ASSIGNED TASK: Reproduce verbatim the portion of the passage on medical malpractice over the Internet from "The fact that" to "finding medical malpractice.".

TEXT BLOCK:
Medical Malpractice Law: Med-Mal Over The Internet
Just as medical malpractice standards are jurisdictionally specific, so too are defenses against medical malpractice liability. The initial, and perhaps most important, determination will be whether or not a physician-patient relationship is formed during a cyber-consultation. It is generally accepted that a physician-patient relationship must be in effect in order give rise to a malpractice claim. Since the creation of a physician-patient relationship may either be established by an explicit contract or may be implied in fact, an Internet medical health provider who seeks to avoid medical malpractice liability may do so by an Internet contractual agreement with a patient, which states that no physician-patient relationship is established.
The fact that the physician does not deal directly with the patient does not rule out a physician-patient relationship. See St. John v. Pope, 901 S.W.2d 420, 424 (Tex. App. 1995). Consequently, an Internet medical service provider should not rely on the proposition that a physician-patient relationship cannot exist in the absence of the physician-patient meeting, and should take action, such as the execution of an explicit agreement, to ameliorate or prevent a court from find such a relationship and, in turn, finding medical malpractice.

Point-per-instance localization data

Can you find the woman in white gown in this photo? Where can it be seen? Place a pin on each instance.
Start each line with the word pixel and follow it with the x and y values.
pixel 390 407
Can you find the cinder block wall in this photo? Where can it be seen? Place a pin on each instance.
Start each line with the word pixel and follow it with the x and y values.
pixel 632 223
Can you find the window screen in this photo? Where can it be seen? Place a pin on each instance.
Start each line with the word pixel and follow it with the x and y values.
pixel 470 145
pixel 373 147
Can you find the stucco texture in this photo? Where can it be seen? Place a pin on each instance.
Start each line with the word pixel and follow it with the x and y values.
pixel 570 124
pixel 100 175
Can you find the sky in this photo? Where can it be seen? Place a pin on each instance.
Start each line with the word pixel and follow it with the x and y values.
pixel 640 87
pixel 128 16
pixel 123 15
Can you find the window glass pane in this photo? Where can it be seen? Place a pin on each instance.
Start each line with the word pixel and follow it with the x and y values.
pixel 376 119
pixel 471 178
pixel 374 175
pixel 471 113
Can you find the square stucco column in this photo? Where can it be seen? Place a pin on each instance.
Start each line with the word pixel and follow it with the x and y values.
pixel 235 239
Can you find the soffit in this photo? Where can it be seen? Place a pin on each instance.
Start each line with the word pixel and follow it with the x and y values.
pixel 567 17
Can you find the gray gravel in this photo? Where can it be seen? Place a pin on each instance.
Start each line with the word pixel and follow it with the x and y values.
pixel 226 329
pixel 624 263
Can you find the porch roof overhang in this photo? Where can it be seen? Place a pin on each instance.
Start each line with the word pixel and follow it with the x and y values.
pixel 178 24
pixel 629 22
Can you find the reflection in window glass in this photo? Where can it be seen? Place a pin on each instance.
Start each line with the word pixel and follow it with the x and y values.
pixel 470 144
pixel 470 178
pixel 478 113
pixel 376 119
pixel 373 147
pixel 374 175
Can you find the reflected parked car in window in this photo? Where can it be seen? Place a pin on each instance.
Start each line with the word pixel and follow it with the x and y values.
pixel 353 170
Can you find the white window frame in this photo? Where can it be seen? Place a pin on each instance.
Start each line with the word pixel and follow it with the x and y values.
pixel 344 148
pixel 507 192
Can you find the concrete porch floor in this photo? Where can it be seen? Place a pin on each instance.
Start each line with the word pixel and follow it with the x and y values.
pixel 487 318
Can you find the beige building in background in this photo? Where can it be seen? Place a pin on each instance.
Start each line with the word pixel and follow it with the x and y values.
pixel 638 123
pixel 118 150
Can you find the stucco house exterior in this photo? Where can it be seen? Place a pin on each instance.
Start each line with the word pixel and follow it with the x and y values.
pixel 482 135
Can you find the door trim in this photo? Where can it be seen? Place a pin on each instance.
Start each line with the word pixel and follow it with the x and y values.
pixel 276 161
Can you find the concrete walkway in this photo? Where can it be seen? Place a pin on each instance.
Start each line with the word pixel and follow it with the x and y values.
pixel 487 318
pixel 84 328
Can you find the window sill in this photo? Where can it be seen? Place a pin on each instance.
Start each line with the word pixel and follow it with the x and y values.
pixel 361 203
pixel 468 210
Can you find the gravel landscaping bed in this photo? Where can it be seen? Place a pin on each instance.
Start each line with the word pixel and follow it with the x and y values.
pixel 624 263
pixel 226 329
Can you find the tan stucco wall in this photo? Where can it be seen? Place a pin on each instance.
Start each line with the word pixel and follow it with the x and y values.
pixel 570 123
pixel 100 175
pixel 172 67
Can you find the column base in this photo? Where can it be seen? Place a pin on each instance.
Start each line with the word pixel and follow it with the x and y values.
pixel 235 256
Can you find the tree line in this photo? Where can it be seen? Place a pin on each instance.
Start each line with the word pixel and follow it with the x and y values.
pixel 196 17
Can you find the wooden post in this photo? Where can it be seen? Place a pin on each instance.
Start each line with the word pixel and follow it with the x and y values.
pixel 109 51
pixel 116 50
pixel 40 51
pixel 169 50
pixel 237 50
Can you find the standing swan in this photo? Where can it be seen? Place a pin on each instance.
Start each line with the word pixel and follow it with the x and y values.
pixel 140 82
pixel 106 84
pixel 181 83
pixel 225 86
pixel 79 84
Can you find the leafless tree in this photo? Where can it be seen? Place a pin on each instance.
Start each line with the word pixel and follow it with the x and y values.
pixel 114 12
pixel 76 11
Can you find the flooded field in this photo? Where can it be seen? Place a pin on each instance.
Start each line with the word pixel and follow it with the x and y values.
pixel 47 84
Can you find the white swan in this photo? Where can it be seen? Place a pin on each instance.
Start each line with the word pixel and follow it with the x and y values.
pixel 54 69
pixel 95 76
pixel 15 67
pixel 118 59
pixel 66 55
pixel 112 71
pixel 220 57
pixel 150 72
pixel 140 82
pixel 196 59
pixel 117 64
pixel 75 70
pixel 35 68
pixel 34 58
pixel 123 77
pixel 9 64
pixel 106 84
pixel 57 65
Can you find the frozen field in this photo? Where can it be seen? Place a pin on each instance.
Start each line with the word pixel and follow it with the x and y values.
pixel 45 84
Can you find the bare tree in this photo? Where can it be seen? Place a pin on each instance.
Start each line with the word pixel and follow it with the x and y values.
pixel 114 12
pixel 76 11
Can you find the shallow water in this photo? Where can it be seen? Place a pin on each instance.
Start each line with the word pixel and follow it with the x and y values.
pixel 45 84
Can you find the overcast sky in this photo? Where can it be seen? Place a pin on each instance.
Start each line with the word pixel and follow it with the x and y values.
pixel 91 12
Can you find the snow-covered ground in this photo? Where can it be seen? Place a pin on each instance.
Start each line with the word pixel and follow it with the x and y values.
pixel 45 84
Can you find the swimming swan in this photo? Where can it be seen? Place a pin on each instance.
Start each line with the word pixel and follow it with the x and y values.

TASK OUTPUT:
The fact that the physician does not deal directly with the patient does not rule out a physician-patient relationship. See St. John v. Pope, 901 S.W.2d 420, 424 (Tex. App. 1995). Consequently, an Internet medical service provider should not rely on the proposition that a physician-patient relationship cannot exist in the absence of the physician-patient meeting, and should take action, such as the execution of an explicit agreement, to ameliorate or prevent a court from find such a relationship and, in turn, finding medical malpractice.